• Passage extrait:
►
Son nom vous parle moins que ses morceaux. Ses compositions sont connues par les fans de séries sénégalaises comme ‘’Pod et Marichou’’, ‘’Golden’’ ou ‘’Maitresse d’un homme marié’’. Maya Abdul est l’auteur de quelques musiques originales qui rythment la vie des personnages de ces fictions. Cela va de ‘’No More’’ à ‘’Be Strong’’, en passant par ‘’Lima fi Bayi’’ et ‘’Niou Dem’’. De sa voix douce et mélodieuse, elle berce bien de téléspectateurs. Une voix qui peut transporter loin, mais qui a ce don de se muer suivant les humeurs de Maya. Un instrument à multiples cordes, a-t-on envie de la comparer.
Pourtant, celle qui l’a détient n’a appris à jouer avec ses cordes vocales nulle part ailleurs. Elle n’a fréquenté aucune école, disons classique, de musique. Elle a juste pu bénéficier d’un très beau parcours. Ce dernier est à la fois riche et surprenant. Elle peut s’en enorgueillir d’ailleurs, bien qu’elle reste encore inconnue du grand public.
Tout a commencé alors que Maimouna Touré dite ‘’Maya’’ n’était qu’une enfant. Née dans une famille de mélomanes, elle a commencé à écouter de la musique très tôt. Son enfance fut ainsi bercée par des sonorités étrangères telles que le blues, le jazz et la soul, grâce à son père, un amoureux de la musique. Inoculée, Maya Abdul a voulu suivre une carrière musicale. C’est ainsi qu’elle a commencé à gratter la guitare et à chanter, avec l’aide d’Edu Bocandé, un ami à son père. Elle s’est donné à fond pour vivre pleinement sa passion. Aux côtés de Fada Freddy, elle s’est davantage bonifiée.
Maya Abdul est aussi cette voix féerique que vous entendiez lors de concerts live de Daara J Family. Une choriste hors pair qui méritait tout autant une place de lead vocal. ‘’Travailler avec Fada m’a aussi beaucoup aidée, parce qu’il a une superbe voix. Il a participé à ce que ma voix est devenue aujourd’hui’’, avoue-telle. Même si, affirme-t-elle, c’est avec les live de Car’Rapid Music, qu’elle a pu auparavant travailler sa voix et trouver celle qu’elle souhaitait réellement avoir. ‘’C’est avec ce groupe que j’ai commencé mes live. Grâce aux activités que nous menions, j’ai découvert ma puissance vocale’’, sourit-elle avec modestie.
◄
Lignes d'un jeu de données de segmentation:
►
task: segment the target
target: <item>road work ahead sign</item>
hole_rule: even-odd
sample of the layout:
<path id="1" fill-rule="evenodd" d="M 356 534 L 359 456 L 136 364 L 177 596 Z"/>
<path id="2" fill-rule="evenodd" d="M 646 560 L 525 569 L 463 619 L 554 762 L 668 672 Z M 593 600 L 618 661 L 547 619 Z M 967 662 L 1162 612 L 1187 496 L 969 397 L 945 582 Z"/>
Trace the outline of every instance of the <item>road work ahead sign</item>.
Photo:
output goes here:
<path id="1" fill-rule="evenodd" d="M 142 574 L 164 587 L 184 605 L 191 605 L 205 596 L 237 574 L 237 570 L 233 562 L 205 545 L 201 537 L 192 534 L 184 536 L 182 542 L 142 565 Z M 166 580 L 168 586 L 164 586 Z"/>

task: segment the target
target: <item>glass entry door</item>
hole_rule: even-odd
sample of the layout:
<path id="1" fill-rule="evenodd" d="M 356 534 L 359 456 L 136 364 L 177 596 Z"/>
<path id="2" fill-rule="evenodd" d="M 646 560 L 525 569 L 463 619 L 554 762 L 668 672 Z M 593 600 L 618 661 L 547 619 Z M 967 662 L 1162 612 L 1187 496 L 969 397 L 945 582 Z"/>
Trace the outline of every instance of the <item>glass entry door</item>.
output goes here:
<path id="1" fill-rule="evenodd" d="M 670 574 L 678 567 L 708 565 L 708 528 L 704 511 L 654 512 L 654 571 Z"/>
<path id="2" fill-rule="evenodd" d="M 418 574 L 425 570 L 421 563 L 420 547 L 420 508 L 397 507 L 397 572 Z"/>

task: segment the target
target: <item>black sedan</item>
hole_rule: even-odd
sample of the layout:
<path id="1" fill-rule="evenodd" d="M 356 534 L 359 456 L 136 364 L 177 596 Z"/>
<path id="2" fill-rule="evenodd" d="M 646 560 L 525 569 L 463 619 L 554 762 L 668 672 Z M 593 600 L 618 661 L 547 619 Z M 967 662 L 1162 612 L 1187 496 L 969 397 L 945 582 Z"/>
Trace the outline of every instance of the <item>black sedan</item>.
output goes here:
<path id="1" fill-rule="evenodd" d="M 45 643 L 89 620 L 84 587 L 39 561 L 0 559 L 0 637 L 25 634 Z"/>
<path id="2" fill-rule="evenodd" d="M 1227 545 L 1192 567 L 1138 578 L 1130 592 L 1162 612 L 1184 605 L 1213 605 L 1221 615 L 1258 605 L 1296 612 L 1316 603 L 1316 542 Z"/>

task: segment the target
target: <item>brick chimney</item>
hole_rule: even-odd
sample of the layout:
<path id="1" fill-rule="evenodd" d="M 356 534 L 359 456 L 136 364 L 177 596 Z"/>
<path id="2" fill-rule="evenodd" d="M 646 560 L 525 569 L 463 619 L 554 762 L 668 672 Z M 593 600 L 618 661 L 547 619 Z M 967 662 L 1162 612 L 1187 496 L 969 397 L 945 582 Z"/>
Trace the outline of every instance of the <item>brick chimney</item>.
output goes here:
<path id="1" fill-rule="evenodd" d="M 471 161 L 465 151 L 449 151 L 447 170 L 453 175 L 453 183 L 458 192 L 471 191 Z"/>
◄
• Exercices:
(1) Recopiez fidèlement le passage du texte sur Maya Abdul, de « Maya Abdul est aussi » à « sourit-elle avec modestie. ».
(2) Répondez aux questions suivantes à l'aide du texte sur Maya Abdul.
(a) Qui a aidé Maya Abdul à commencer la guitare et le chant ?
(b) Quels genres musicaux ont bercé son enfance ?
(c) Avec quel groupe a-t-elle commencé ses live ?
(3) Prolongez le texte sur Maya Abdul au-delà de sa dernière phrase.
Les lignes ne sont d'aucune utilité pour ce travail.

• Les réponses:
(1)
Maya Abdul est aussi cette voix féerique que vous entendiez lors de concerts live de Daara J Family. Une choriste hors pair qui méritait tout autant une place de lead vocal. ‘’Travailler avec Fada m’a aussi beaucoup aidée, parce qu’il a une superbe voix. Il a participé à ce que ma voix est devenue aujourd’hui’’, avoue-telle. Même si, affirme-t-elle, c’est avec les live de Car’Rapid Music, qu’elle a pu auparavant travailler sa voix et trouver celle qu’elle souhaitait réellement avoir. ‘’C’est avec ce groupe que j’ai commencé mes live. Grâce aux activités que nous menions, j’ai découvert ma puissance vocale’’, sourit-elle avec modestie.

(2)
(a) Edu Bocandé, un ami de son père.
(b) Le blues, le jazz et la soul.
(c) Car'Rapid Music.

(3)
Aujourd’hui, Maya Abdul s’est spécialisée, en attendant de réaliser d’autres projets, dans la musique de film. Un bon tuyau, compte tenu de la floraison des séries qui sont bien appréciées par les Sénégalais. En effet, son label Neegurap Music travaille en étroite collaboration avec Marodi, une maison de production de séries. La comédienne voix off a ainsi produit dans ‘’Golden’’, dans la saison 3 de ‘’Pod et Marichou’’ et travaille pour la saison 4 de cette série. Elle a également composé le générique de ‘’Maitresse d’un homme marié’’.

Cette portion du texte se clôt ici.